There is so much fraud in the high end audio business that it is laughable. Did you know that if you "burn in" speaker wire that is sounds better? Pray tell how does that work? Oh and if you don't use the wire for some time they need to be burned in again?
https://www.takefiveaudio.com/contents/66-burnin
Speaking of snake oil I remember buying my first CD player (a Denon) back in 1987 or so. The salesman tried to sell me some expensive cables with RCA connectors on them. He showed me a brochure from the manufacturer that stated that some of the wires were silver plated and others were just copper and that the high frequencies when down the silver plated wires and the lows went down the copper wires. I then asked him how do the frequencies know which wires to pick. He had no answer and I bought some cheap interconnects.
Until you do a double blind test you will pick the more expensive wire because you expect it to sound better. Humans have a unique capacity to deceive themselves that no other animal has.
Posted by: Zack Schindler | Wednesday, 20 May 2020 at 03:55 PM
That was a terrific story. I thoroughly enjoyed it.
There's some interesting psychology at play when it comes to things that some people claim they can perceive, but others cannot. Deep down, I suspect the people who can't hear, see or taste things that others claim they can may feel threatened or inadequate. Into the mix we throw the power and status that come from having a super-sensory power, confirmation bias, and lots of actual snake oil and magical thinking. No wonder the debates can be intense.

:: Data ::
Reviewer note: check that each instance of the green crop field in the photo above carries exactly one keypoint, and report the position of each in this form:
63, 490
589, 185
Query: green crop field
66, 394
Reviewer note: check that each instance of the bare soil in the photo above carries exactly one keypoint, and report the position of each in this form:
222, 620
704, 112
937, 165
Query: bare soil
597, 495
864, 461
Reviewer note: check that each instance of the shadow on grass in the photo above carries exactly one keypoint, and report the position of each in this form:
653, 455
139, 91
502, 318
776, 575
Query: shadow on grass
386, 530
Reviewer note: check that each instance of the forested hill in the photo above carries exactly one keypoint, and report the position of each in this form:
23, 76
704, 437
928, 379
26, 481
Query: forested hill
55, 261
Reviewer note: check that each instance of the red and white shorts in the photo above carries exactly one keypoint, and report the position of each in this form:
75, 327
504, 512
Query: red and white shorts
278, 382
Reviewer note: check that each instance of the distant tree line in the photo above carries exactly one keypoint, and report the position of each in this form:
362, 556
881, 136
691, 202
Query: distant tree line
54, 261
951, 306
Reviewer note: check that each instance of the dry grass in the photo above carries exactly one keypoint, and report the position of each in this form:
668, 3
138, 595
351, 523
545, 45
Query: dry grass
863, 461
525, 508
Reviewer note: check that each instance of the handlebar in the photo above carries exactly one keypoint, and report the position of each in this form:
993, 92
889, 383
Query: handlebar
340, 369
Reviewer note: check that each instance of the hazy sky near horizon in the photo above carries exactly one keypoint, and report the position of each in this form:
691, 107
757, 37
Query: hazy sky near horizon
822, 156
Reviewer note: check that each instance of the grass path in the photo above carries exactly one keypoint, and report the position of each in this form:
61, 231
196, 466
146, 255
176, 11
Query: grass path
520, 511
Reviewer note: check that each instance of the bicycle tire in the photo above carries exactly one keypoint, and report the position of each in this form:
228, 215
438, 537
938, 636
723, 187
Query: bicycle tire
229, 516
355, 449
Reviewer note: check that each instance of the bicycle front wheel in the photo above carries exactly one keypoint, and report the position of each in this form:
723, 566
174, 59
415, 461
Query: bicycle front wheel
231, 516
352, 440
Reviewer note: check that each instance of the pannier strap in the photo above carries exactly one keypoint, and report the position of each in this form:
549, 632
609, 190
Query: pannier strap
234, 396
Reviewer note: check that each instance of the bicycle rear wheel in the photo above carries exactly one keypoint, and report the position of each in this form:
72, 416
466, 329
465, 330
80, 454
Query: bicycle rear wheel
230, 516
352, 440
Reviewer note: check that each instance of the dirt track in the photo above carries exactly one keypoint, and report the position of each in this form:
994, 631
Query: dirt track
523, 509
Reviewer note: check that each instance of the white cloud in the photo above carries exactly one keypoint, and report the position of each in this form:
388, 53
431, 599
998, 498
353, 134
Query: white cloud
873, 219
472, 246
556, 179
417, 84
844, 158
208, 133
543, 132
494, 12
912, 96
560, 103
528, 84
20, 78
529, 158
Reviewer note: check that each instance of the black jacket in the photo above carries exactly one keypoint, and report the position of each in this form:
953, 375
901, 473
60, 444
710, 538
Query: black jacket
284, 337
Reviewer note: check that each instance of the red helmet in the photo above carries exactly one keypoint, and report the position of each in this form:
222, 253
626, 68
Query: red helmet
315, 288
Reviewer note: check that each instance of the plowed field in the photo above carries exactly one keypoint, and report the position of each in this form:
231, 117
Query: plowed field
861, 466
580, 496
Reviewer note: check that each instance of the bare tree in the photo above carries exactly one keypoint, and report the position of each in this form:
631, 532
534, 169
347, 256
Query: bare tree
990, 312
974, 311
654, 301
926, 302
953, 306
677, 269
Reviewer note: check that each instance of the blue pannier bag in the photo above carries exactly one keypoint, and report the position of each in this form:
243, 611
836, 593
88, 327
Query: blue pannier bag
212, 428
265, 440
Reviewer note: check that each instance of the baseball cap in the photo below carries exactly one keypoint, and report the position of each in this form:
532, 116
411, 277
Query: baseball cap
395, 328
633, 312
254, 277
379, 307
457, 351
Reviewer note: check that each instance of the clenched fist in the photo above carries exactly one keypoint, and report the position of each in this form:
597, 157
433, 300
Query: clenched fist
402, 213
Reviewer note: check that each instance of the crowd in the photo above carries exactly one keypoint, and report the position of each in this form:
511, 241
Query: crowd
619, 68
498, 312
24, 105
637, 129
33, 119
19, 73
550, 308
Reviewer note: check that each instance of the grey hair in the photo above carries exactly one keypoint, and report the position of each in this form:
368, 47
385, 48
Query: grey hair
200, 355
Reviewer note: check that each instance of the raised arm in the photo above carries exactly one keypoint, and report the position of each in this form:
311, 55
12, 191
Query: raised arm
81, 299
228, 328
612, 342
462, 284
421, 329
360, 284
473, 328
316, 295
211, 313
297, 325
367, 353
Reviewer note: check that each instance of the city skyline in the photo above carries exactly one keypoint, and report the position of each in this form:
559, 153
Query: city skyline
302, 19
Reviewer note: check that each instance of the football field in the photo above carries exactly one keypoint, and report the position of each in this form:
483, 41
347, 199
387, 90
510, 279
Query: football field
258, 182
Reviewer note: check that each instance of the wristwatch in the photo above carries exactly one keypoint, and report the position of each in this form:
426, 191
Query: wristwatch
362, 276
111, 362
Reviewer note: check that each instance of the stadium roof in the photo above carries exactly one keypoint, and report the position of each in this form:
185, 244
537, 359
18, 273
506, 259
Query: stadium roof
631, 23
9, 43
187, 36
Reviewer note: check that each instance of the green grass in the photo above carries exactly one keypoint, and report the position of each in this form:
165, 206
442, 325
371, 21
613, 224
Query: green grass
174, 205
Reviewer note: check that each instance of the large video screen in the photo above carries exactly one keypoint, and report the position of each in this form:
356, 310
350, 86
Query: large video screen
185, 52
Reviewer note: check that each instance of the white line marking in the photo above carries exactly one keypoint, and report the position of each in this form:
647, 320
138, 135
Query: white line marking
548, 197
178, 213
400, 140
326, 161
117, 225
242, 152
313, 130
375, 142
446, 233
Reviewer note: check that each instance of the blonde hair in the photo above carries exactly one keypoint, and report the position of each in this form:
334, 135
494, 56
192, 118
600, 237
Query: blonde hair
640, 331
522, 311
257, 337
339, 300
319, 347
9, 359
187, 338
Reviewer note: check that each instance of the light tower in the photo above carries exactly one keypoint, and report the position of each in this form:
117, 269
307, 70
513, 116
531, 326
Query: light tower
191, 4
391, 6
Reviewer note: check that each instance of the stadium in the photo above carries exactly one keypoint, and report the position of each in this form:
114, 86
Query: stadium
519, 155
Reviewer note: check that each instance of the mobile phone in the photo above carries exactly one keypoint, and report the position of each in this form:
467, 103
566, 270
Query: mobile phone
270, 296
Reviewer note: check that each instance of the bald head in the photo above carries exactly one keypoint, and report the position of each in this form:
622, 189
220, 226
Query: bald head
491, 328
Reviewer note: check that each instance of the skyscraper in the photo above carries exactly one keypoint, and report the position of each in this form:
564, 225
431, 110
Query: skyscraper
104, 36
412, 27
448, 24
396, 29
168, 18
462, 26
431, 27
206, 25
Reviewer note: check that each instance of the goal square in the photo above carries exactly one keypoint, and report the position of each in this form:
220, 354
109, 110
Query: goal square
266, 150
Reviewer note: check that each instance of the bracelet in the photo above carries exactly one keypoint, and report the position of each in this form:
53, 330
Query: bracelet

:: What to do ::
a. Write out the part of the comments on high-end audio that begins at the words "There is so" and stops after "burned in again?".
b. In the comments on high-end audio, what brand was the first CD player bought around 1987?
c. Proceed with the comments on high-end audio, picking up after their last sentence.

:: Answers for the exercise ::
a.
There is so much fraud in the high end audio business that it is laughable. Did you know that if you "burn in" speaker wire that is sounds better? Pray tell how does that work? Oh and if you don't use the wire for some time they need to be burned in again?

b. A Denon.

c.
I have saved a fortune by not being able to hear the difference between the $20 speaker cable and the $1000 speaker cable. That's left more money for chocolate. Whether or not anyone else can, I can easily taste the flavours my favourite artisanal chocolate maker describes on the wrapper.
In the end, life is short. I'll enjoy the taste of my Ambrosia chocolate, and you enjoy the sound of your fancy stereo! It's all good.
Posted by: Rob de Loe | Wednesday, 20 May 2020 at 04:05 PM
I don't understand why Electrical Engineers would believe that all cables are equal. Surely cables have properties such as impedance, resistance and conductance that distinguishes how they transmit an electrical signal.
I was trained as an economist. Economists use the magic Latin phrase Ceteris Paribus that translates as "all other things being equal". We do this in order to isolate specific cause and effect relationships that help us understand complex phenomena. We all know what Ctein has to say about this...
Do Electric Engineers have a magic phrase of their own that translates as "lets pretend that all wires are perfect electrical conductors"?
In the spirit of civility I will admit right now that I have never had the chance to audition very high end equipment and cables of the type under discussion.
Posted by: beuler | Wednesday, 20 May 2020 at 04:05 PM
"As for me, when it comes to audio, I don't actually care about accurate reproduction and good measurements. I mean I don't care about those things for their own sake."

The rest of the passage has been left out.